For each statement below, say yes or no to whether it agrees with the article on choosing a Dubai business setup, and quote the words from the article that settle it. (a) The writers have 12 years of watching entrepreneurs make this decision. (b) A mainland trade licence is issued by a free zone authority. (c) A mainland company's office can be in Al Quoz.

_Text segment:_
┌──

Mainland vs Free Zone in Dubai: How to Choose the Right Business Setup in 2026

A side-by-side comparison from people who set up companies every single day.

No sales pitch for a specific free zone. No vague "it depends." Real costs, real trade-offs, and a clear recommendation for five common business types.

You Have Probably Already Heard Five Different Opinions

You ask one consultant and they say mainland is the only way to go. You ask another and they push a specific free zone — funny enough, it is always the one they are registered as an agent for. You check Reddit, and half the advice is from people who set up two years ago and have no idea what the costs look like in 2026.

Here is what makes this confusing: both mainland and free zone are legitimate, well-functioning options. Neither one is a scam, and neither one is universally better. The right choice depends entirely on what your business actually does, who your clients are, and how you plan to grow over the next two to three years.

We process company formations at Sarmat almost every week — mainland and free zone, across Dubai, Abu Dhabi, Sharjah, and Ajman. We do not earn commissions from specific free zones, and we do not have a stake in which route you pick. What we have is 12 years of watching entrepreneurs make this decision, and seeing which ones regretted it six months later.

This article gives you the information we wish every founder had before they signed anything.

What Mainland Actually Means (And What It Does Not)

When people say "mainland," they mean a company registered directly with the Dubai Department of Economy and Tourism (DET). Your trade licence is issued by the government itself, not by a free zone authority.

This matters because a mainland licence lets you do business with anyone in the UAE — individuals, private companies, government entities. There are no geographic restrictions on who you can sell to or contract with. If a client walks into your shop in Deira, or a company in Abu Dhabi wants to hire your firm, you can take that work without any extra steps.

Mainland also means you can open a physical office, shop, or warehouse anywhere in Dubai — not just inside a specific free zone campus. Your office can be in Business Bay, JLT, Al Quoz, or anywhere you find a suitable space with Ejari registration.

└──

_Provided data:_

┌──

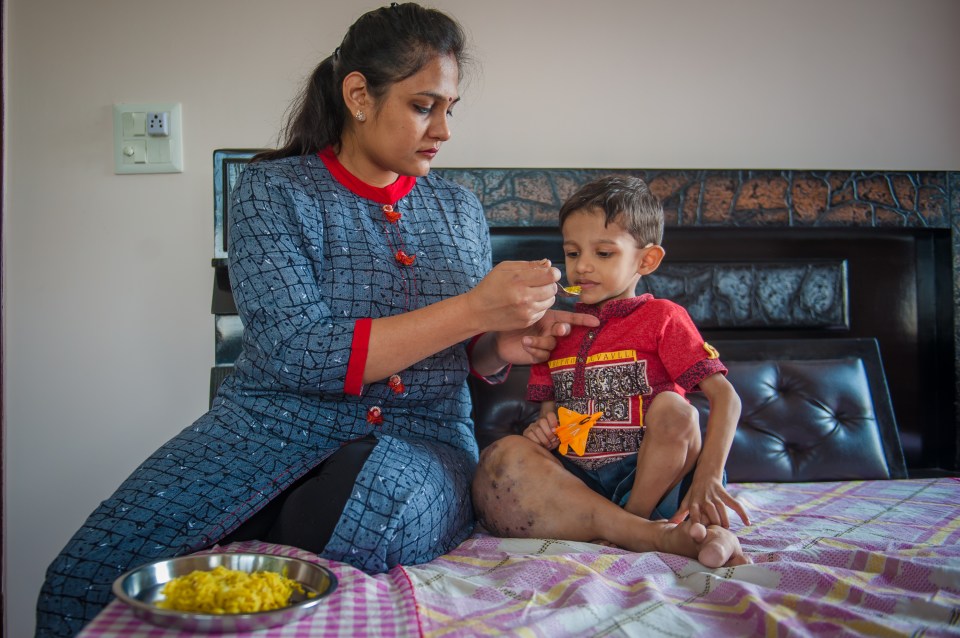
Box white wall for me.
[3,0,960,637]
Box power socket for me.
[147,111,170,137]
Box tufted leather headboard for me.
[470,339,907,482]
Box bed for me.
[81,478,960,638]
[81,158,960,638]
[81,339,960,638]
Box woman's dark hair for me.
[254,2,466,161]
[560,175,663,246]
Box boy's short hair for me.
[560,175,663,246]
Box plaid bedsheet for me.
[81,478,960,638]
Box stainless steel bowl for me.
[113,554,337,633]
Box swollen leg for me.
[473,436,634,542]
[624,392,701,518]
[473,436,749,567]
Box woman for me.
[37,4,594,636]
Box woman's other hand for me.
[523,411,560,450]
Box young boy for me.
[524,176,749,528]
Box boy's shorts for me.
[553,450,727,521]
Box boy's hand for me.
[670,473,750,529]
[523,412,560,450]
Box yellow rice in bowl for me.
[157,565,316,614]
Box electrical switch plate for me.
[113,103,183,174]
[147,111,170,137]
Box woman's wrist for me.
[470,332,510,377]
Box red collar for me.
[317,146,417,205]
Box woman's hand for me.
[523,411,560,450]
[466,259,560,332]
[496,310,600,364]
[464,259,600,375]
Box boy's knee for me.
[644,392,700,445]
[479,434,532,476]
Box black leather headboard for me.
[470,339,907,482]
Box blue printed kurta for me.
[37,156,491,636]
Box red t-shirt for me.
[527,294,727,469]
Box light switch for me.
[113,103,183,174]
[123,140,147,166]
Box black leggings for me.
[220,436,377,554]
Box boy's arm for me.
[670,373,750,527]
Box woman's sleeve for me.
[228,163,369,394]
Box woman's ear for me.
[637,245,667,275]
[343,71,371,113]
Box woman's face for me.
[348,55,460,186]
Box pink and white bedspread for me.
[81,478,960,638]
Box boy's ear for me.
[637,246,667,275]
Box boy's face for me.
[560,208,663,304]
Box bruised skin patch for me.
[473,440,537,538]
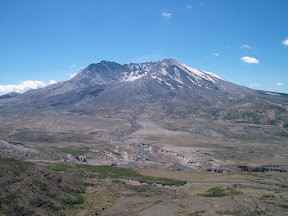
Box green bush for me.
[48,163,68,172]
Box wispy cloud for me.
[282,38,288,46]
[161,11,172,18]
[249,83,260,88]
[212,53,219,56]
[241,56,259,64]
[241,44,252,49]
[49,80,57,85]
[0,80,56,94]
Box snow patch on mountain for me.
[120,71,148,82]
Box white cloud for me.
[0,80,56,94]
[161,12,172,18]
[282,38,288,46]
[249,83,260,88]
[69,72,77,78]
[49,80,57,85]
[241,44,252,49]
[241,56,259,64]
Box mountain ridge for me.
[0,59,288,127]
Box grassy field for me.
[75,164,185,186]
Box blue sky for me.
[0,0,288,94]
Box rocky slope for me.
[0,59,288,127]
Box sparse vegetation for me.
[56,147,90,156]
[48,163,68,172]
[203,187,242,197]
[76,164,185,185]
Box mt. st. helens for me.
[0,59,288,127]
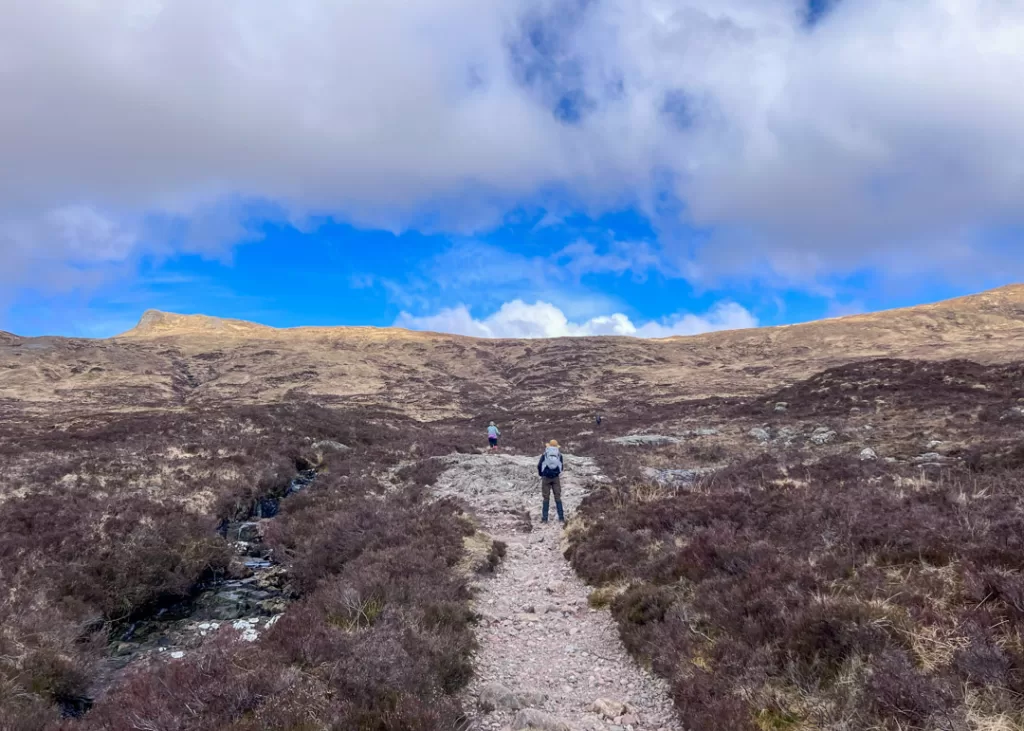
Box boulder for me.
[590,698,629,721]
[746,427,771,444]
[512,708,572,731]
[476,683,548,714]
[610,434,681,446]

└──

_Task response:_
(a) Yes: "What we have is 12 years of watching entrepreneurs make this decision"
(b) No: "Your trade licence is issued by the government itself, not by a free zone authority."
(c) Yes: "Your office can be in Business Bay, JLT, Al Quoz, or anywhere you find a suitable space with Ejari registration."